_Directions_
Transcribe every line of the material below without change, apart from dropping the pictures.

_Provided records_
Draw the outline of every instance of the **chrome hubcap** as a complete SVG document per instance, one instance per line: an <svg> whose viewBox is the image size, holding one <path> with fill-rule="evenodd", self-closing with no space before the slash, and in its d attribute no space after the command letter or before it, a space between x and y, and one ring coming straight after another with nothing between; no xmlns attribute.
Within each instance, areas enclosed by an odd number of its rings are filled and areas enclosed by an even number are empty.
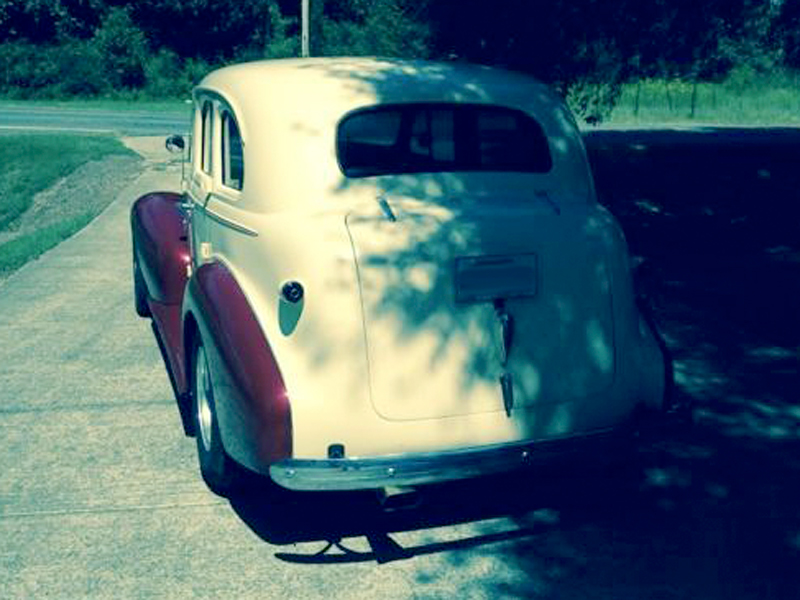
<svg viewBox="0 0 800 600"><path fill-rule="evenodd" d="M197 349L197 360L195 361L195 393L197 394L197 424L200 431L200 441L206 452L211 451L211 428L214 421L211 412L211 381L208 375L208 364L206 362L206 351L200 346Z"/></svg>

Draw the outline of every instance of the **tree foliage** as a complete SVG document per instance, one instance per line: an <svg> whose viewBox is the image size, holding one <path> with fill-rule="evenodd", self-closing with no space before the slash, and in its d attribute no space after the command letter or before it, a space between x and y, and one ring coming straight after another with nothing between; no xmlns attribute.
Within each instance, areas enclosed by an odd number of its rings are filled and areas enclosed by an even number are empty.
<svg viewBox="0 0 800 600"><path fill-rule="evenodd" d="M328 0L324 5L327 12L322 12L319 53L426 58L429 29L415 11L417 4L410 0Z"/></svg>
<svg viewBox="0 0 800 600"><path fill-rule="evenodd" d="M800 69L800 2L784 0L775 21L775 37L783 44L785 64Z"/></svg>
<svg viewBox="0 0 800 600"><path fill-rule="evenodd" d="M312 0L317 55L465 59L533 73L602 116L621 82L800 68L800 0ZM0 0L0 92L179 94L296 56L300 0ZM594 94L594 97L592 96Z"/></svg>

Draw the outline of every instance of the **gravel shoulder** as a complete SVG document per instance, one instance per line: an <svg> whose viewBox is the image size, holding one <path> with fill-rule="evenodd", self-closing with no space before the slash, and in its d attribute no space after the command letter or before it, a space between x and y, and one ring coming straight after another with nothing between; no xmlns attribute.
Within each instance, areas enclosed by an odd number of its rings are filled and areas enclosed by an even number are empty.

_Output of the task_
Draw the outline of every instance of the **chrome hubcap** as a complete SVG document per instance, one instance per line: an <svg> whose viewBox is the image size, holding one <path> with fill-rule="evenodd", self-closing with no space before the slash, and in its d attribute no space after the command letter or before it, a space between x and y, and one ring coming straight after another with nothing between; no xmlns attribute.
Within each instance, areas enclosed by an odd number of its rings are filled and areas enclosed by an even number are empty.
<svg viewBox="0 0 800 600"><path fill-rule="evenodd" d="M197 349L197 360L195 361L195 393L197 394L197 424L200 431L200 441L206 452L211 451L211 428L214 421L211 412L211 381L208 375L208 364L206 362L206 351L200 346Z"/></svg>

Draw the outline of every instance of the **tree foliage** as a complete SVG document per instance, one instance per line: an <svg> whose viewBox is the image size, holding one <path> with fill-rule="evenodd", self-closing with no space before the slash, and in its d attribute no space after the command letter or before it, a space between x and y, and one ring coming straight after another with nothing between; no xmlns attribute.
Within each instance, areas enclosed by an odd number of its rings are filled and areas enclosed by an even number are empty.
<svg viewBox="0 0 800 600"><path fill-rule="evenodd" d="M328 0L324 5L327 12L322 12L319 53L426 58L429 29L415 11L417 4L410 0Z"/></svg>
<svg viewBox="0 0 800 600"><path fill-rule="evenodd" d="M800 69L800 2L784 0L775 21L775 37L783 44L785 64Z"/></svg>
<svg viewBox="0 0 800 600"><path fill-rule="evenodd" d="M312 0L317 55L465 59L533 73L602 116L621 82L800 68L800 0ZM0 0L0 92L179 94L296 56L300 0ZM594 94L594 97L592 96Z"/></svg>

Draw the outline of every instance of the **gravel shoulder** as a complete SVG document per instance, one instance per line: an <svg> whose viewBox is the image size, holding one <path> with fill-rule="evenodd", self-closing with no space before the slash, and in its d attribute no space after the command letter or before it, a space between x and y, and one ring coming straight after another with nothing between; no xmlns attribute.
Within each instance, areas enclosed by an odd number of its rings are filled and areas enclosed by an even number are empty.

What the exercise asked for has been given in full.